(Records drawn from a dataset)
'''
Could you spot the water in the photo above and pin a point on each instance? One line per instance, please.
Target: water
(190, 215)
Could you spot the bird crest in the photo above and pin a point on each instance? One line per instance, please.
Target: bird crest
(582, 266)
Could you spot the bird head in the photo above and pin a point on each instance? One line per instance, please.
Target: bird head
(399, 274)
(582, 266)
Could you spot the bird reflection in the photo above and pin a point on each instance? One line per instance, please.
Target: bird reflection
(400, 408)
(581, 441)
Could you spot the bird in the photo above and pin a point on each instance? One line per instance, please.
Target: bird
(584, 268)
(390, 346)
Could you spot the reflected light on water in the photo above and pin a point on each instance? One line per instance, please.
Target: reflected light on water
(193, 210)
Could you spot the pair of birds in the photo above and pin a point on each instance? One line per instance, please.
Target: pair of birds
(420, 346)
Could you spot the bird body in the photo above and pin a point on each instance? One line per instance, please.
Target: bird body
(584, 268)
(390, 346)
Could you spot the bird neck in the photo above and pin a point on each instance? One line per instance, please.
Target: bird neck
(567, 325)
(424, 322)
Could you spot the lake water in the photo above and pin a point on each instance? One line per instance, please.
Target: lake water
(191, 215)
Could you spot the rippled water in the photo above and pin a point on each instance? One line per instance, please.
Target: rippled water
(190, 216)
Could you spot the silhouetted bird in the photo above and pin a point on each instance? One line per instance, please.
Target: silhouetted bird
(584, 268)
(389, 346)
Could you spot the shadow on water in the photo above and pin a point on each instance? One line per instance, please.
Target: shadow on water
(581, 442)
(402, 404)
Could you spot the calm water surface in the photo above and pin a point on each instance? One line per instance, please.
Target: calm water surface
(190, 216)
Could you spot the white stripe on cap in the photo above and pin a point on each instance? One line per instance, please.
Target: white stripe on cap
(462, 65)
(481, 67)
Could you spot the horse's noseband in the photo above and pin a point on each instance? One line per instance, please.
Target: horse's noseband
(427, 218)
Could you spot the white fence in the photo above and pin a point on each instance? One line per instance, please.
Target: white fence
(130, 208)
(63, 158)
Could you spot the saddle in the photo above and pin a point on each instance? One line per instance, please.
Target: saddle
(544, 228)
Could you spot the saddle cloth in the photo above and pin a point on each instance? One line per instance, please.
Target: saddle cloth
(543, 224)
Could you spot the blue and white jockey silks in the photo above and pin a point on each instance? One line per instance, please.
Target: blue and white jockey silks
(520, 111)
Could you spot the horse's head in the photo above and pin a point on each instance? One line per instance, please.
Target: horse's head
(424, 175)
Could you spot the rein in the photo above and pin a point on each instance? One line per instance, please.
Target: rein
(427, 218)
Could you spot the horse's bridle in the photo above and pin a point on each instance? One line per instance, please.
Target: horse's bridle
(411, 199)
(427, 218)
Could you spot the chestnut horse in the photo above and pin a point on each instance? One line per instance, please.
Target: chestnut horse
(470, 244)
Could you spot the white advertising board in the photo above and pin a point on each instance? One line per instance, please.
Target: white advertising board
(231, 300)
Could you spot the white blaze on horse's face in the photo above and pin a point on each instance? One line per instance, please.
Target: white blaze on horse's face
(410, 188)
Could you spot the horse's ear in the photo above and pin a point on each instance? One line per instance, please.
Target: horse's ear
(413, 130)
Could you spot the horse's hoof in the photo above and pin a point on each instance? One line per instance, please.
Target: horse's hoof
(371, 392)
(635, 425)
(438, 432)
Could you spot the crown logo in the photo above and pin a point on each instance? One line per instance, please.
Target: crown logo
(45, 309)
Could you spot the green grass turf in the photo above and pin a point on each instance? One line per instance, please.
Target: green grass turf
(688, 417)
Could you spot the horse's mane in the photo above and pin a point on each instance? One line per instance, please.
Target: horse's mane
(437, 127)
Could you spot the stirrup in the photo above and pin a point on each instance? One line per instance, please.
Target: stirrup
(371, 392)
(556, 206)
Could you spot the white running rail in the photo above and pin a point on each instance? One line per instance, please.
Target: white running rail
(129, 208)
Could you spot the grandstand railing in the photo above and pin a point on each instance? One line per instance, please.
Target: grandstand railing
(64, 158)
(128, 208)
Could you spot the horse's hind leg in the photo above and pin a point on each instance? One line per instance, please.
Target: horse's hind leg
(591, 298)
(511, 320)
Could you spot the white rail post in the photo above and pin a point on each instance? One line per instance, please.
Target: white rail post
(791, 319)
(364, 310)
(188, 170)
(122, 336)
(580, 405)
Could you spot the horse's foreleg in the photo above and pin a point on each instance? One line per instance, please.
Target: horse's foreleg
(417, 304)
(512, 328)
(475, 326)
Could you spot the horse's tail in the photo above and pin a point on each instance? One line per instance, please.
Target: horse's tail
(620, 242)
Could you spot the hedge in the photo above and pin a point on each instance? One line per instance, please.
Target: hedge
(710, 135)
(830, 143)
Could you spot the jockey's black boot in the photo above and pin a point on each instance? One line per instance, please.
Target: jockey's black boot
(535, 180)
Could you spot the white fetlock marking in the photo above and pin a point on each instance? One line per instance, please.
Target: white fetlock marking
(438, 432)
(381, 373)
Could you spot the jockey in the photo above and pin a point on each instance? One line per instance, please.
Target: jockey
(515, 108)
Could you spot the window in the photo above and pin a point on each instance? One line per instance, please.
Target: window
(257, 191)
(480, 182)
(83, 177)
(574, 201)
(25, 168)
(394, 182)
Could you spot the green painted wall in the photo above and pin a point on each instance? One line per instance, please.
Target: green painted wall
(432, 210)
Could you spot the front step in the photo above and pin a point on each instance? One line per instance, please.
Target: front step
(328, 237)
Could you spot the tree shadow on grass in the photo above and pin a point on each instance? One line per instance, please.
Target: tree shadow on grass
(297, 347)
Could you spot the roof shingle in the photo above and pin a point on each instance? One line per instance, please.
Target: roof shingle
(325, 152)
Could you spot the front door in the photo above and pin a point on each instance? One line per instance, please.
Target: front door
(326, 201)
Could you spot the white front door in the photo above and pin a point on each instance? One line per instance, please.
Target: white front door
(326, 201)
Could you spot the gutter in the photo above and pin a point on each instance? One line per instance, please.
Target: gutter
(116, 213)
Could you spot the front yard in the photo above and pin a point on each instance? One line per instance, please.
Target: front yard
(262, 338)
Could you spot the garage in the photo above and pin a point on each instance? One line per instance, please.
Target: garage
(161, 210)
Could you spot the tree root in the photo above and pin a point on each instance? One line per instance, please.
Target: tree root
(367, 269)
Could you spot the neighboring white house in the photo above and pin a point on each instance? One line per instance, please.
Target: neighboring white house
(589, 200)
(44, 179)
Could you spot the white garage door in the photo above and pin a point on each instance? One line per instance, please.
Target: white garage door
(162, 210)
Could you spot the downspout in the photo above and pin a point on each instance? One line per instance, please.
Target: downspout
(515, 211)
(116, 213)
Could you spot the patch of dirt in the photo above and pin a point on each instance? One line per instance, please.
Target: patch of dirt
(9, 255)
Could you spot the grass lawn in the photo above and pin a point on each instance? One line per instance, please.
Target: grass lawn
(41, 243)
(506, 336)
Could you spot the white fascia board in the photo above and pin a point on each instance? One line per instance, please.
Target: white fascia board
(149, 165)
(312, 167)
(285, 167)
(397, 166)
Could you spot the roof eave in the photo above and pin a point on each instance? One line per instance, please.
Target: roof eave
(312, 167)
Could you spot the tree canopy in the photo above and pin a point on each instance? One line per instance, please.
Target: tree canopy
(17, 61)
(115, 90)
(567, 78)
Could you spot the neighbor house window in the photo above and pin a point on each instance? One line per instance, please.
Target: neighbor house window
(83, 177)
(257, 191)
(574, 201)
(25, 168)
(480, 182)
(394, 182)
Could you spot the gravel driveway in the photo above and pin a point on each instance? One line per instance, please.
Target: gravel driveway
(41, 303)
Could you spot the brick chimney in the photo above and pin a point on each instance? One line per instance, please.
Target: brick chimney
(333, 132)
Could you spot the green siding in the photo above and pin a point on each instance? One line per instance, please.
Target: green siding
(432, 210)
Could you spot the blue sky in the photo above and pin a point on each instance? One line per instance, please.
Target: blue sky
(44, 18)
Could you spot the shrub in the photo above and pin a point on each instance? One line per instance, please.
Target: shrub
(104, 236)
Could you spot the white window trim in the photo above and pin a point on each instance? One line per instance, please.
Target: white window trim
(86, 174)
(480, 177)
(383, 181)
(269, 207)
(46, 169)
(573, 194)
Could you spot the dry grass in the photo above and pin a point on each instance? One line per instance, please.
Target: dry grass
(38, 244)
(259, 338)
'''
- [Task objective]:
Above are the records. Print exactly, and only, the lines from the line with "Could you spot the stirrup" to the line with "Could you spot the white fetlock", both inclusive.

- [Exercise response]:
Could you spot the stirrup in the photo above and pin a point on each instance? One line per instance, please.
Target: stirrup
(371, 392)
(556, 206)
Could you spot the white running rail in the photo above and pin a point on each instance? One line per instance, please.
Target: white running rail
(129, 208)
Could you spot the grandstand railing in the photo above and pin a point on each instance? One line per instance, please.
Target: grandstand railing
(64, 158)
(128, 208)
Could you spot the horse's hind leg in the photo above and pin a point on each instance? One line per instance, please.
Target: horse's hind leg
(591, 298)
(511, 320)
Could you spot the white rail post in the photo above and pin a point on each instance? One line per instance, please.
Target: white rail post
(791, 319)
(364, 310)
(188, 170)
(122, 336)
(580, 405)
Could you spot the horse's foreleg in the photo above and pin a point on each instance? One line per instance, please.
Target: horse's foreleg
(417, 304)
(512, 328)
(475, 326)
Could you spot the horse's tail in the photo above and pin a point on each instance? One line per instance, please.
Target: horse's tail
(620, 242)
Could you spot the hedge in the photo above and pin a point on each instance? One line per instance, please.
Target: hedge
(710, 135)
(830, 143)
Could you spot the jockey's black boot in the photo above and pin a point on each instance? One line per instance, please.
Target: jockey's black boot
(535, 180)
Could you spot the white fetlock marking in the photo above and pin a point on each instance? One line per instance, please.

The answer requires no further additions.